TRY IT:
Up to and including the line with "form [335, 728].", restate the material below word for word, beginning with its first line.

DATA:
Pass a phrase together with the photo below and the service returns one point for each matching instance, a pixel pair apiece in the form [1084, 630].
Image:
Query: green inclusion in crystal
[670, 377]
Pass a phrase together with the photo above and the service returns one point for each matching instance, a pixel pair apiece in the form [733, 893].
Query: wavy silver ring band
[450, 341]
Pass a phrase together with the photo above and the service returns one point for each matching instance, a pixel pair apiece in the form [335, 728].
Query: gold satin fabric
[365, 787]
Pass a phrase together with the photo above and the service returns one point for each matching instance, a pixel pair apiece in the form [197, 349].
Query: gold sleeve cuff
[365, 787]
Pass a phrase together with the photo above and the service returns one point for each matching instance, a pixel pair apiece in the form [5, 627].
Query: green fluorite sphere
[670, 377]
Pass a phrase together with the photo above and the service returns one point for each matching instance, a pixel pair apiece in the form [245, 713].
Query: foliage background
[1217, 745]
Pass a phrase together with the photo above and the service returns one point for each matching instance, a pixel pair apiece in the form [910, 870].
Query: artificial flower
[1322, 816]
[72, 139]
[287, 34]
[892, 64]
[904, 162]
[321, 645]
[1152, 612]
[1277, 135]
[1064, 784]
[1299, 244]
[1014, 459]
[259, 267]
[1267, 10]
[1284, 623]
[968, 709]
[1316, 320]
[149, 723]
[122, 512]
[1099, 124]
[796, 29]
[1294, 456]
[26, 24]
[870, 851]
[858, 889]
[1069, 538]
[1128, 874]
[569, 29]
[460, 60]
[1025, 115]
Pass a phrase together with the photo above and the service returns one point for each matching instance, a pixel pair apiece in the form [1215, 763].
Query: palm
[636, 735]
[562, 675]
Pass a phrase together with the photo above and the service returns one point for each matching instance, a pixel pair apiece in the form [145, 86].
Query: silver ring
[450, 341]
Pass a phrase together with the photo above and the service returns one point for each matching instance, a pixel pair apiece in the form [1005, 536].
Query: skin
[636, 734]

TASK SOLUTION:
Pass a phrase together with the photo below and the service returns one point for each matching instance, a pixel pair apiece in the form [1084, 630].
Image:
Query: green inclusion in crystal
[670, 377]
Pass a phrase together with the photo above and the service returns one point for each matching instance, a pixel pair apiece in the form [733, 893].
Query: wavy silver ring band
[450, 341]
Pass a phrase together with the photo above and the service returns one point for each matching instance, a pixel pair apiece in the form [335, 728].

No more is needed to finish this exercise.